In 1999, earnings available for common stockholders were $1,487 million, or $4.08 per basic share, net of an after-tax extraordinary gain of $660 million, or $1.82 per basic share. In 1998, earnings available for common stockholders were $1,231 million, or $3.41 per basic share, net of an after-tax extraordinary loss of $8 million, or $0.02 per basic share. The increase in earnings available for common stockholders was primarily due to the 1999 extraordinary gain resulting from the sale of the Midwest Pipelines. This gain, along with the factors described below that affect segment profit and loss, was partially offset by a pre-tax $800 million charge for estimated injury and damages claims (see Note 14 to the Consolidated Financial Statements), higher interest expense and minority interest expense.

Earnings available for common stockholders increased $329 million in 1998 from 1997 earnings of $902 million, or $2.51 per basic share. The increase in earnings available for common stockholders was due to the factors described below that affect segment profit and loss. These factors were partially offset by increased interest expense and minority interests.

Operating income for 1999 was $1,795 million compared to $2,433 million in 1998 and $1,970 million in 1997. Earnings before interest and taxes (EBIT) were $2,043 million, $2,647 million and $2,108 million for 1999, 1998 and 1997, respectively. Management evaluates each business segment based on an internal measure of earnings before interest and taxes, after deducting minority interests. Operating Income and EBIT are affected by the same fluctuations for Duke Energy and each of its business segments. The only notable difference between Operating Income and EBIT is the inclusion in EBIT of certain non-operating activities. See Note 3 to the Consolidated Financial Statements for additional information on business segments.

(Information provided):
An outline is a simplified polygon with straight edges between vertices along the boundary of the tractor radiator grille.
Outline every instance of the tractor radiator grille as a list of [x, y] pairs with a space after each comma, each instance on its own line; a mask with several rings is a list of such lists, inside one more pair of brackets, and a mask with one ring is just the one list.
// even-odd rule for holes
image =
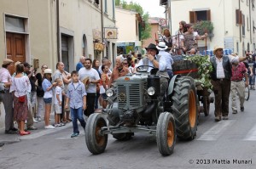
[[[139, 84], [118, 84], [118, 102], [119, 107], [127, 107], [129, 109], [135, 109], [140, 107], [142, 104], [143, 93], [140, 90]], [[143, 91], [142, 91], [143, 92]]]

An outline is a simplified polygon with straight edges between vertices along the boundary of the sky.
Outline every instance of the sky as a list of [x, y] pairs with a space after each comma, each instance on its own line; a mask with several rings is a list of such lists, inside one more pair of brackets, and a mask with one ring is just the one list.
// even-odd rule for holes
[[165, 8], [160, 6], [160, 0], [128, 0], [127, 3], [133, 2], [140, 4], [144, 13], [148, 12], [150, 17], [165, 18]]

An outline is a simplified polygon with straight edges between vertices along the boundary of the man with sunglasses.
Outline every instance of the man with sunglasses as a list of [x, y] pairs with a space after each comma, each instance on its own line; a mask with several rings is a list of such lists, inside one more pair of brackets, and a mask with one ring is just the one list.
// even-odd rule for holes
[[213, 86], [215, 96], [215, 121], [228, 120], [229, 115], [229, 98], [230, 93], [232, 63], [239, 63], [246, 60], [247, 57], [234, 57], [232, 55], [224, 55], [222, 47], [215, 47], [214, 56], [210, 61], [213, 70], [211, 73], [211, 82]]

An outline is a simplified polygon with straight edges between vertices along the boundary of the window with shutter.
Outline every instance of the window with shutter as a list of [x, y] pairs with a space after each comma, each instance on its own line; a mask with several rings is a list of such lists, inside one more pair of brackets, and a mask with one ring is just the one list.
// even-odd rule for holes
[[160, 5], [166, 5], [168, 3], [168, 0], [160, 0]]
[[195, 24], [201, 20], [211, 21], [211, 10], [189, 11], [189, 23]]
[[195, 12], [189, 11], [189, 23], [195, 24]]

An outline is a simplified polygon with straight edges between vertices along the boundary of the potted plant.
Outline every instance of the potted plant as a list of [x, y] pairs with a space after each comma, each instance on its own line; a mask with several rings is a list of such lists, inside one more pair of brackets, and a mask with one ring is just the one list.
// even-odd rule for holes
[[208, 34], [210, 40], [213, 37], [213, 24], [209, 20], [201, 20], [195, 24], [194, 29], [199, 35], [202, 36], [205, 33]]

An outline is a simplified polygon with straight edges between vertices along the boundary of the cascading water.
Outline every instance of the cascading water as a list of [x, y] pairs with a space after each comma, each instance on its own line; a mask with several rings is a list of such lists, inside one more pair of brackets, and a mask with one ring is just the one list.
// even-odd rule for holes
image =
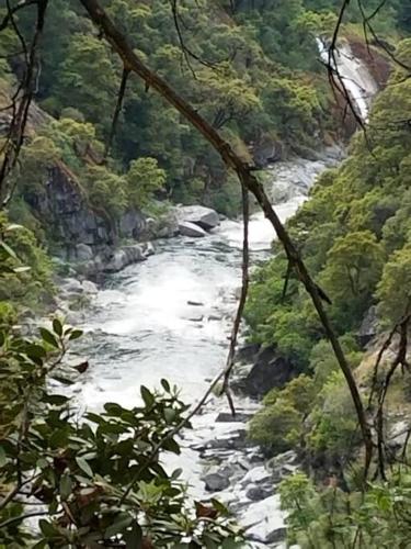
[[[329, 49], [321, 38], [317, 38], [321, 59], [330, 63]], [[338, 71], [340, 78], [350, 93], [357, 114], [363, 122], [368, 121], [369, 108], [378, 87], [364, 61], [355, 57], [349, 44], [343, 44], [335, 49], [335, 61], [331, 59], [332, 68]]]
[[[335, 158], [329, 160], [332, 164]], [[289, 197], [276, 205], [283, 221], [301, 204], [326, 165], [298, 159], [275, 165], [273, 179]], [[252, 262], [267, 256], [273, 237], [271, 224], [254, 214], [250, 220]], [[158, 243], [157, 254], [148, 261], [113, 276], [99, 292], [93, 316], [89, 315], [92, 320], [82, 326], [88, 335], [79, 350], [89, 357], [91, 367], [76, 386], [79, 401], [89, 410], [99, 410], [107, 401], [133, 406], [139, 386], [158, 388], [161, 378], [181, 388], [186, 402], [201, 397], [225, 365], [241, 279], [241, 246], [242, 224], [225, 221], [205, 238]], [[256, 404], [239, 400], [237, 406], [250, 414]], [[184, 470], [196, 497], [209, 497], [201, 480], [204, 464], [209, 467], [210, 459], [224, 467], [229, 463], [233, 471], [229, 485], [213, 496], [230, 504], [253, 547], [272, 547], [273, 531], [284, 531], [284, 518], [271, 475], [256, 449], [236, 446], [244, 423], [216, 422], [220, 412], [229, 413], [227, 404], [215, 400], [195, 418], [194, 430], [184, 432], [182, 456], [167, 464]], [[247, 496], [253, 483], [269, 490], [262, 501]]]

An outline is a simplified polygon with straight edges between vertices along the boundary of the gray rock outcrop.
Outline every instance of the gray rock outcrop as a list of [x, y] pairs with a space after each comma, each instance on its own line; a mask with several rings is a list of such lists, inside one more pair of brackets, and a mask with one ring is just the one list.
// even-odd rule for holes
[[236, 384], [246, 394], [260, 397], [274, 388], [283, 388], [297, 374], [293, 362], [279, 356], [275, 346], [270, 346], [253, 357], [249, 372]]
[[202, 205], [180, 206], [178, 209], [179, 224], [191, 223], [205, 231], [210, 231], [220, 224], [217, 212]]
[[183, 236], [192, 236], [194, 238], [201, 238], [207, 235], [204, 228], [190, 221], [179, 222], [179, 231]]

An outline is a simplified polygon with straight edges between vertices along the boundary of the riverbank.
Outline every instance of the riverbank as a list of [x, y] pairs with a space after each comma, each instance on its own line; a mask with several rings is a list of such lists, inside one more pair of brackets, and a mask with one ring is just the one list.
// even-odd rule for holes
[[[293, 197], [276, 206], [283, 221], [305, 200], [316, 175], [335, 161], [330, 155], [322, 161], [290, 163], [288, 170], [285, 163], [272, 168], [272, 191], [282, 187]], [[272, 239], [270, 224], [254, 214], [253, 265], [269, 257]], [[107, 276], [80, 323], [85, 336], [77, 352], [90, 362], [75, 386], [82, 407], [99, 410], [107, 401], [134, 405], [139, 386], [158, 388], [161, 378], [181, 388], [187, 403], [204, 394], [226, 360], [241, 244], [241, 223], [226, 220], [203, 238], [158, 240], [148, 261]], [[284, 535], [275, 494], [283, 473], [277, 468], [274, 473], [266, 470], [263, 456], [247, 438], [247, 419], [258, 403], [238, 397], [237, 407], [239, 415], [232, 422], [227, 403], [212, 399], [194, 419], [194, 430], [183, 433], [183, 453], [169, 467], [183, 469], [196, 497], [227, 502], [255, 547], [274, 547]], [[294, 467], [292, 462], [282, 466], [284, 471]]]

(Challenges):
**1.** List every per-basic-share dollar amount in the Duke Energy earnings passage.
**2.** Answer from the Duke Energy earnings passage:
(a) What was operating income for 1998?
(b) What sale produced the 1999 extraordinary gain?
(c) What were 1997 earnings available for common stockholders?
**3.** Transcribe the part of the Duke Energy earnings passage between "Operating income for" and "on business segments.", inclusive.

(Answers to each task):
**1.** $4.08, $1.82, $3.41, $0.02, $2.51

**2.**
(a) $2,433 million
(b) The sale of the Midwest Pipelines
(c) $902 million

**3.**
Operating income for 1999 was $1,795 million compared to $2,433 million in 1998 and $1,970 million in 1997. Earnings before interest and taxes (EBIT) were $2,043 million, $2,647 million and $2,108 million for 1999, 1998 and 1997, respectively. Management evaluates each business segment based on an internal measure of earnings before interest and taxes, after deducting minority interests. Operating Income and EBIT are affected by the same fluctuations for Duke Energy and each of its business segments. The only notable difference between Operating Income and EBIT is the inclusion in EBIT of certain non-operating activities. See Note 3 to the Consolidated Financial Statements for additional information on business segments.